**Your assignment**
A line counts if it contains the word "road" at least once. State how many such lines the records contain, giving the number alone.

**Material supplied**
^^^^

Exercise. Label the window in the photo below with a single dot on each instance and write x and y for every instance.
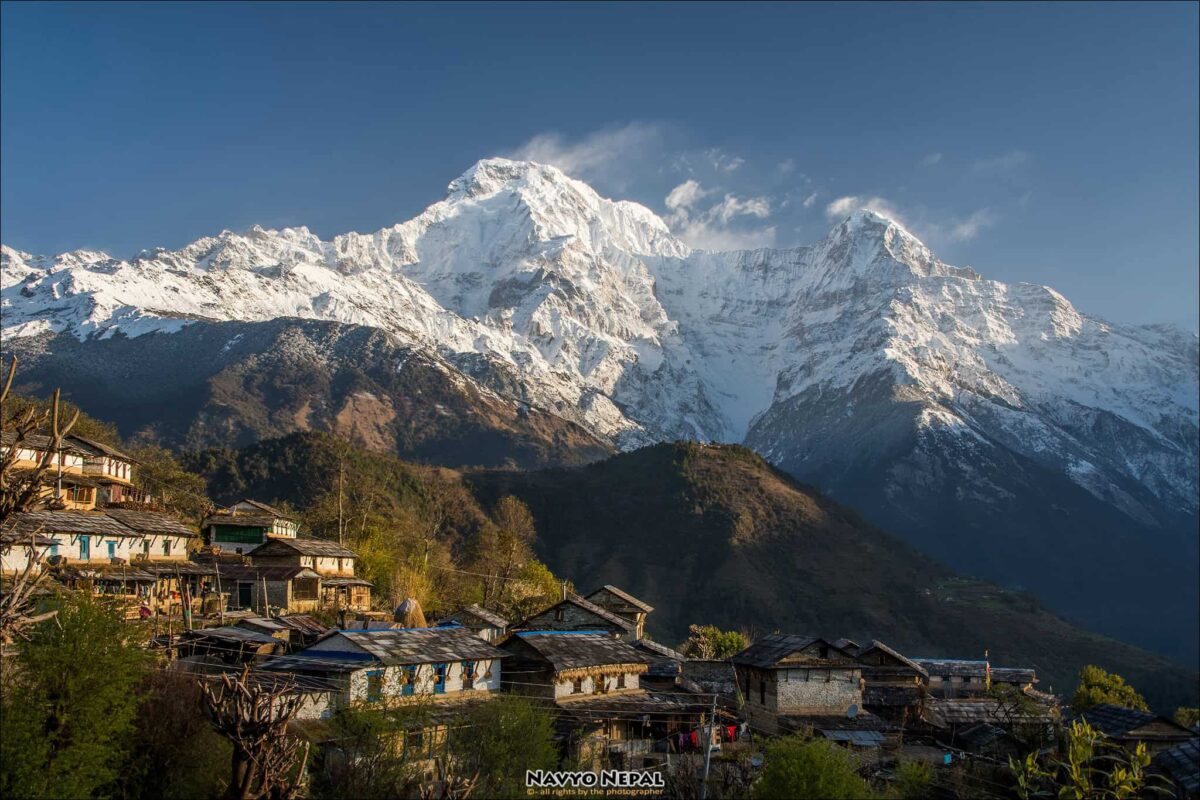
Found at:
(409, 680)
(304, 589)
(439, 679)
(375, 685)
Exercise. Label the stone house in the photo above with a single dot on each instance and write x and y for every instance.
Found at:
(623, 605)
(951, 678)
(245, 525)
(487, 625)
(389, 666)
(894, 686)
(783, 675)
(1129, 726)
(575, 613)
(340, 589)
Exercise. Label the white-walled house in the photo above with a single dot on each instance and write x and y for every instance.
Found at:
(388, 666)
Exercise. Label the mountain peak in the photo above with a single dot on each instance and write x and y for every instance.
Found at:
(489, 175)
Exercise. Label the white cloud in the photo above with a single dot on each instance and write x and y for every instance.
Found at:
(970, 228)
(1005, 162)
(592, 154)
(721, 161)
(713, 227)
(685, 196)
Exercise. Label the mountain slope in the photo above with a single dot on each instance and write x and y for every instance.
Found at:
(232, 384)
(714, 535)
(994, 425)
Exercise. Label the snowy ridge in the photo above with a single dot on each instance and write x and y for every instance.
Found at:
(601, 316)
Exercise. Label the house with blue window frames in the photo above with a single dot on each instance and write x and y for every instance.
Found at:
(387, 666)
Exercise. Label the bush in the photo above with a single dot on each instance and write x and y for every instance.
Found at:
(801, 769)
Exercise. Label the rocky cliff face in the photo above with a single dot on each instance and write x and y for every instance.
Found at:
(994, 425)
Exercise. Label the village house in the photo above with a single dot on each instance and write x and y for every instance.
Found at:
(165, 554)
(575, 613)
(623, 605)
(66, 485)
(949, 678)
(1128, 727)
(245, 525)
(792, 681)
(267, 589)
(111, 469)
(487, 625)
(340, 589)
(17, 549)
(603, 713)
(369, 667)
(894, 686)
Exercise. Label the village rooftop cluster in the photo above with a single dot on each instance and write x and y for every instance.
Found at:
(247, 601)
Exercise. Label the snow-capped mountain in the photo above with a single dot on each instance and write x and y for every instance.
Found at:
(861, 362)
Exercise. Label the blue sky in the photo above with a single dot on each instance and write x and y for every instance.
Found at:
(1047, 143)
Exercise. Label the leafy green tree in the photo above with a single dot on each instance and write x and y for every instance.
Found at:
(175, 752)
(502, 739)
(1090, 768)
(912, 780)
(1097, 686)
(70, 703)
(1186, 716)
(795, 767)
(711, 642)
(370, 756)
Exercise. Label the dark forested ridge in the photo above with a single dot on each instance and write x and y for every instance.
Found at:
(714, 534)
(232, 384)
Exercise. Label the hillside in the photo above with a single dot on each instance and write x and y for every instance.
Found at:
(526, 320)
(233, 384)
(713, 534)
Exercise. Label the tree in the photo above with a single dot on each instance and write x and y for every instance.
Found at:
(1187, 717)
(253, 714)
(711, 642)
(69, 703)
(177, 753)
(367, 756)
(912, 780)
(1090, 768)
(795, 767)
(1097, 686)
(501, 740)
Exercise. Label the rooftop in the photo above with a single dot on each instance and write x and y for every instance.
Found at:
(568, 650)
(624, 595)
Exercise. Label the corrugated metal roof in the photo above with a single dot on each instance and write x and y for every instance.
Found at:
(150, 522)
(624, 595)
(769, 650)
(1182, 764)
(419, 645)
(580, 649)
(474, 609)
(67, 522)
(305, 546)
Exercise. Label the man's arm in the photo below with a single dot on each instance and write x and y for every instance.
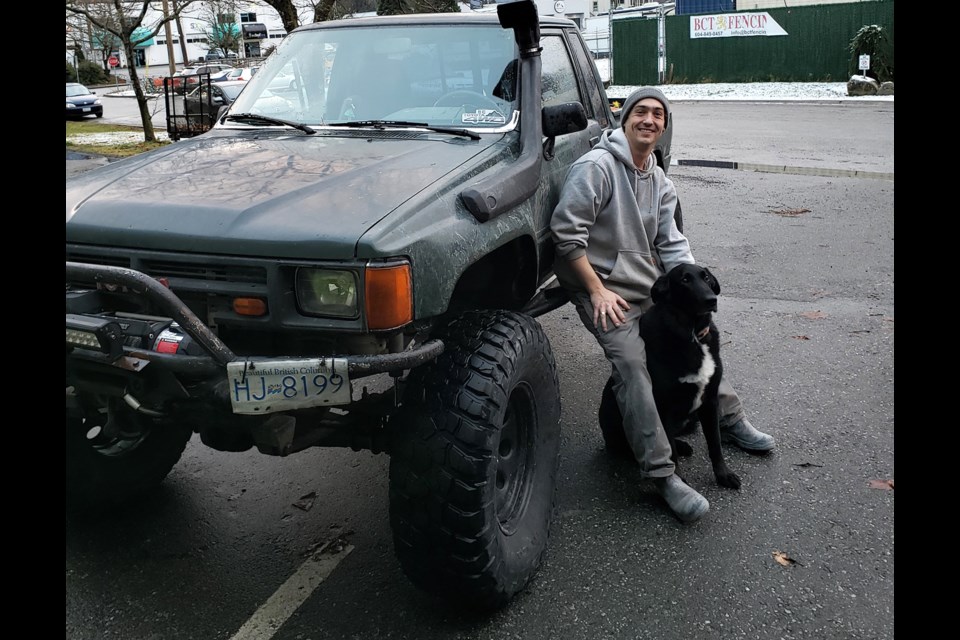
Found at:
(672, 246)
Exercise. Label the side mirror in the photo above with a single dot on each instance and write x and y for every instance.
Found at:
(559, 119)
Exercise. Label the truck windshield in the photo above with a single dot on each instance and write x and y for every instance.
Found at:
(448, 75)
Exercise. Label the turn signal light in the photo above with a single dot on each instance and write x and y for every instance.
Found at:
(249, 307)
(389, 297)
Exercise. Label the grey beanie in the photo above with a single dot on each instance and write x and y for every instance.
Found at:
(637, 96)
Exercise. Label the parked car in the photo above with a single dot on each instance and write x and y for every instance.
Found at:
(221, 75)
(189, 77)
(82, 101)
(202, 103)
(240, 73)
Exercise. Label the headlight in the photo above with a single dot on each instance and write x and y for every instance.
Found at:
(327, 292)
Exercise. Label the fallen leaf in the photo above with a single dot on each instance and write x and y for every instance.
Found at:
(306, 502)
(790, 212)
(784, 559)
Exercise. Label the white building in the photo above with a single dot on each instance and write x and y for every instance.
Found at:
(259, 25)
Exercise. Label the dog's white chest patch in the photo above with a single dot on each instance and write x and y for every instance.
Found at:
(701, 377)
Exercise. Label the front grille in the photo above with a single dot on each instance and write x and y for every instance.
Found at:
(214, 270)
(207, 272)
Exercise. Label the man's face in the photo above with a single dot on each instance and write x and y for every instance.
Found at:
(646, 122)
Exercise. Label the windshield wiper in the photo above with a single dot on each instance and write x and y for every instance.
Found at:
(383, 124)
(257, 118)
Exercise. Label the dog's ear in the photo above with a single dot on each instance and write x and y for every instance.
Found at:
(660, 290)
(712, 281)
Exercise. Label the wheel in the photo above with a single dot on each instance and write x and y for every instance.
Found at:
(117, 455)
(462, 97)
(474, 462)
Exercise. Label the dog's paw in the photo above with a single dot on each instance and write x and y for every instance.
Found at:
(727, 478)
(683, 448)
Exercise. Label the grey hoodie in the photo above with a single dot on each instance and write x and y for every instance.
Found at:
(621, 218)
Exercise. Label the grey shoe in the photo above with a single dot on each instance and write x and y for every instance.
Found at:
(747, 437)
(687, 504)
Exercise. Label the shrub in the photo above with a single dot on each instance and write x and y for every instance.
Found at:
(872, 41)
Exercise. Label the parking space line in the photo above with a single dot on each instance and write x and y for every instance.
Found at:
(776, 168)
(278, 608)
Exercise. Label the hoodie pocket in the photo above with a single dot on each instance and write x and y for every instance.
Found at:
(633, 275)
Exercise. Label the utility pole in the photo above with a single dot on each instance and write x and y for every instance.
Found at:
(171, 62)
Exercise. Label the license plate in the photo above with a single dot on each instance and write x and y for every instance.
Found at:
(267, 386)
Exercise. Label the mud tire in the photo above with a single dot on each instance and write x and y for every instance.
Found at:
(105, 473)
(474, 464)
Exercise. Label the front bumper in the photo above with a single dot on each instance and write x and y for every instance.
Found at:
(212, 363)
(93, 110)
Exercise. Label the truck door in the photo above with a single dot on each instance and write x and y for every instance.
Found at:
(561, 83)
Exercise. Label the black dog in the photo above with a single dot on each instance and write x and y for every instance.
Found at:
(683, 358)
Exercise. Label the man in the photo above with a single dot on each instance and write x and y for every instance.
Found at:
(615, 234)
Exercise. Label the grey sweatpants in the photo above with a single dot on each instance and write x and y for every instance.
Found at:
(627, 354)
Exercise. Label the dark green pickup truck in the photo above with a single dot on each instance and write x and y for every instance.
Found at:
(355, 257)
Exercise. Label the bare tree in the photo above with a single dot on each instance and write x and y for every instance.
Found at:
(183, 41)
(122, 18)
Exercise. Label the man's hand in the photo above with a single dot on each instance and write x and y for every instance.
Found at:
(607, 305)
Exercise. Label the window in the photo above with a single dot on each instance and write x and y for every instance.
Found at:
(559, 81)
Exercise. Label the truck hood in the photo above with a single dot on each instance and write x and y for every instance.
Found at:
(261, 194)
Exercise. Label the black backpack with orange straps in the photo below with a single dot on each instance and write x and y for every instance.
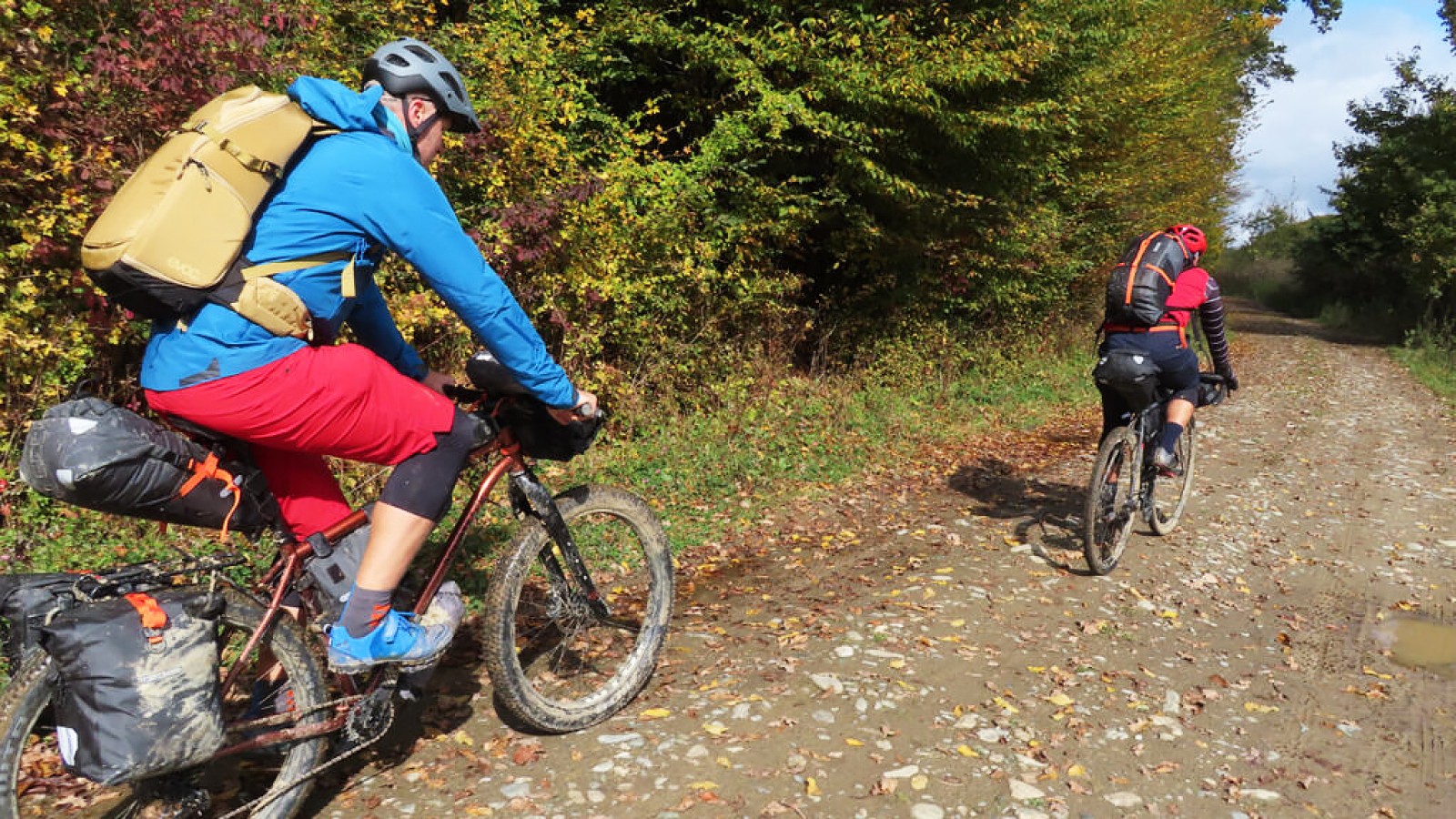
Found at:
(1143, 278)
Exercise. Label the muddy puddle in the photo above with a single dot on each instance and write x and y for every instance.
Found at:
(1420, 644)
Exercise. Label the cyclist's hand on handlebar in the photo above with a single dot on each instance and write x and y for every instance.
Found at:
(584, 409)
(437, 380)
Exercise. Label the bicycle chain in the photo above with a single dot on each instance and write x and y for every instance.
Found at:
(274, 793)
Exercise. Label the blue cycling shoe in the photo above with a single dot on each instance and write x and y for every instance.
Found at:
(397, 640)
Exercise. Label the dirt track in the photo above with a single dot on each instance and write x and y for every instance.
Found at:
(929, 643)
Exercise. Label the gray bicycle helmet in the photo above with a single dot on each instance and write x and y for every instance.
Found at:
(408, 66)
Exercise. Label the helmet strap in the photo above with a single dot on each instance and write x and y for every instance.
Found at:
(415, 131)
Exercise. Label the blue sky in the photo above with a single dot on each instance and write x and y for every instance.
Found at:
(1289, 150)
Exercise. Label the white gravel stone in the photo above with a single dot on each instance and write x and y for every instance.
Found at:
(1024, 792)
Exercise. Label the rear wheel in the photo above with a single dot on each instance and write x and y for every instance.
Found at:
(34, 782)
(558, 663)
(1111, 500)
(1169, 496)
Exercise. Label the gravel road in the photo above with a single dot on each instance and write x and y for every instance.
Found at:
(928, 642)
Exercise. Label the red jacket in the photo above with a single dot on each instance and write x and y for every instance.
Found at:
(1193, 288)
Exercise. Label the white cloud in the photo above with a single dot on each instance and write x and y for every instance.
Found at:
(1289, 150)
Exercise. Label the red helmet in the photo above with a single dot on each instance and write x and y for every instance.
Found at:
(1193, 239)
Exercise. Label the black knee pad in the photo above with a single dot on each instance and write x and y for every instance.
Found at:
(421, 484)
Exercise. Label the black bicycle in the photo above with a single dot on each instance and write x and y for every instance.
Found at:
(1125, 481)
(575, 618)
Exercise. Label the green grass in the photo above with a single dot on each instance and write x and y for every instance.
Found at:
(703, 472)
(1431, 365)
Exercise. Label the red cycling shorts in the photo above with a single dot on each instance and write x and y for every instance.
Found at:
(320, 401)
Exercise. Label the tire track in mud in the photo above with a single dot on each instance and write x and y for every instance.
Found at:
(926, 642)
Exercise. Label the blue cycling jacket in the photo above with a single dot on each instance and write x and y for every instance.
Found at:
(353, 191)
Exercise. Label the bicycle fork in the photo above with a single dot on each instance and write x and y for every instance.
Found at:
(529, 497)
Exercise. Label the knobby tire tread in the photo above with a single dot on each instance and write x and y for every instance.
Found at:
(514, 693)
(28, 694)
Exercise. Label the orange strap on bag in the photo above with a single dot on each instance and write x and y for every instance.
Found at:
(152, 615)
(206, 470)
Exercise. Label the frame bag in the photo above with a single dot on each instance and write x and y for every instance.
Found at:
(138, 691)
(26, 603)
(1130, 375)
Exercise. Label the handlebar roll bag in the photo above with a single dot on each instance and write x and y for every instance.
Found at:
(101, 457)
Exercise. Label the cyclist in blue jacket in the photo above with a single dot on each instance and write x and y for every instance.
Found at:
(353, 197)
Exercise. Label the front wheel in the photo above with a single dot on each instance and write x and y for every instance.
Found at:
(558, 661)
(34, 783)
(1169, 496)
(1111, 500)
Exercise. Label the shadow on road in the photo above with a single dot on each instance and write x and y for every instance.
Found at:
(1048, 513)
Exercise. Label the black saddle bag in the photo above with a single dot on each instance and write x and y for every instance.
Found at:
(1130, 375)
(26, 603)
(106, 458)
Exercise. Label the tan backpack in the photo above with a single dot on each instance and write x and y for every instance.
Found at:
(171, 239)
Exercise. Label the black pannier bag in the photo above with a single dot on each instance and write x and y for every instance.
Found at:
(138, 691)
(1130, 375)
(531, 420)
(26, 603)
(1143, 278)
(94, 453)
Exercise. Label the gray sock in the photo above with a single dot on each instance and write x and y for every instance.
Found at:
(364, 611)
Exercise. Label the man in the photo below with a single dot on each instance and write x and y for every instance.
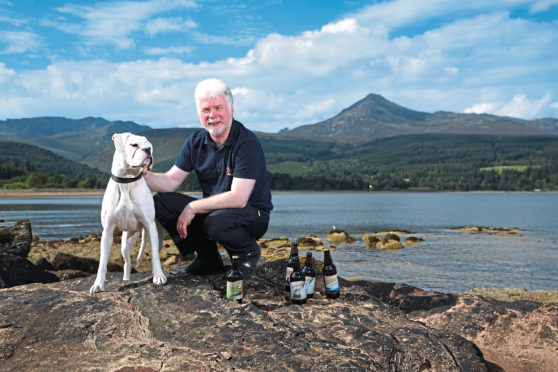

^^^^

**Result**
2